▶ _Actions à mener_:
[1] Recopiez le passage du fil de discussion sur l'application Runtastic Push Up qui commence par "# retrouver application" et se poursuit jusqu'à "aucune sauvegarde ...".
[2] Donnez tous les pseudonymes des participants qui publient un message dans le fil de discussion sur l'application Runtastic Push Up.
[3] Dans le fil de discussion sur l'application Runtastic Push Up, quel message Jura39 dit-il avoir reçu de Runtastic ?

▶ _Extrait source_:

# retrouver application runstatic push up



## thepretender57 (5 Octobre 2019)

Bonjour à tous , je viens de changer de téléphone , et j'ai voulu télécharger l'application runstatic push up pro que j'avais acheté à l'époque , or elle n'est plus disponible sur l'apple store et j'ai vue qu'adidas l'avait acheté . Ma question est : peut on encore trouver l'ancienne application et puis je la remettre sur mon tel à nouveau , je m'en servais beaucoup et j'avoue qu'elle était vraiment très bien faite et je n'arrive pas à trouver un équivalent . Je précise que je n'ai fais aucune sauvegarde ... 
Si quelqu'un pouvais m'aider à la récupérer je l'en suis serais très reconnaissant . merci


----------



## Gwen (5 Octobre 2019)

Malheureusement le système est fait de telle manière à ce que cela soit impossible. Ce qui est vraiment lamentable la part d'Adidas, car une ancienne version aurait dû t'être proposée dans ta liste d'achat.


----------



## thepretender57 (5 Octobre 2019)

oui surtout que je l'avais acheté , et quand je consulte dans l'apple store " restaurer mes achats " je vois les applications que je n'ai pas encore remis sur mon iPhone et malheureusement celle ci ne si trouve pas ...


----------



## Jura39 (5 Octobre 2019)

thepretender57 a dit:


> oui surtout que je l'avais acheté , et quand je consulte dans l'apple store " restaurer mes achats " je vois les applications que je n'ai pas encore remis sur mon iPhone et malheureusement celle ci ne si trouve pas ...


Idem pour moi , j'ai reçu un message de Runtastic qui disait arrêter la version pro ,
jJe pense pouvoir faire une exportation de mes données sur le site web


----------



## thepretender57 (6 Octobre 2019)

je sais que lorsque tomtom avait changé son modele économique , que j'avais pour le coup acheté également à l'époque tomtom version europe ; et j'ai pu télécharger l'ancienne version avec un lien qui me permettait directement de l'a prendre , pour çà je me suis dis peu être que ce sera pareil pour cette application

Tomtom sur son site nous permettait justement de la retelecharger , voici le lien par exemple :
https://fr.support.tomtom.com/app/answers/detail/a_id/22371/locale/fr_FR


----------

▶ _Segment de données_:
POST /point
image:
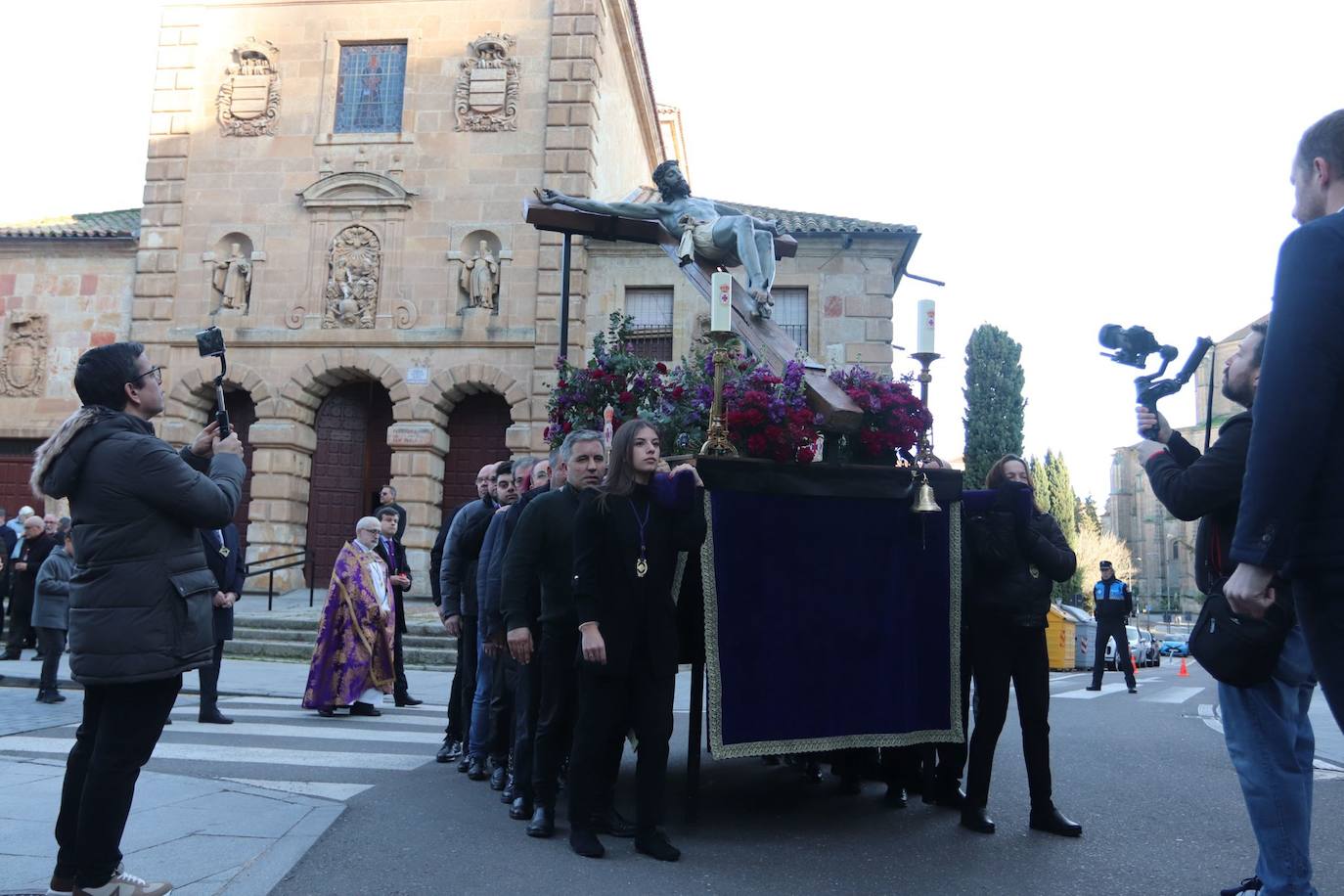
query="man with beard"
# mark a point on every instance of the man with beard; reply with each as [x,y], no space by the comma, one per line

▶ _Liste des solutions_:
[1]
# retrouver application runstatic push up



## thepretender57 (5 Octobre 2019)

Bonjour à tous , je viens de changer de téléphone , et j'ai voulu télécharger l'application runstatic push up pro que j'avais acheté à l'époque , or elle n'est plus disponible sur l'apple store et j'ai vue qu'adidas l'avait acheté . Ma question est : peut on encore trouver l'ancienne application et puis je la remettre sur mon tel à nouveau , je m'en servais beaucoup et j'avoue qu'elle était vraiment très bien faite et je n'arrive pas à trouver un équivalent . Je précise que je n'ai fais aucune sauvegarde ...

[2] thepretender57, Gwen, Jura39

[3] Un message annonçant l'arrêt de la version pro.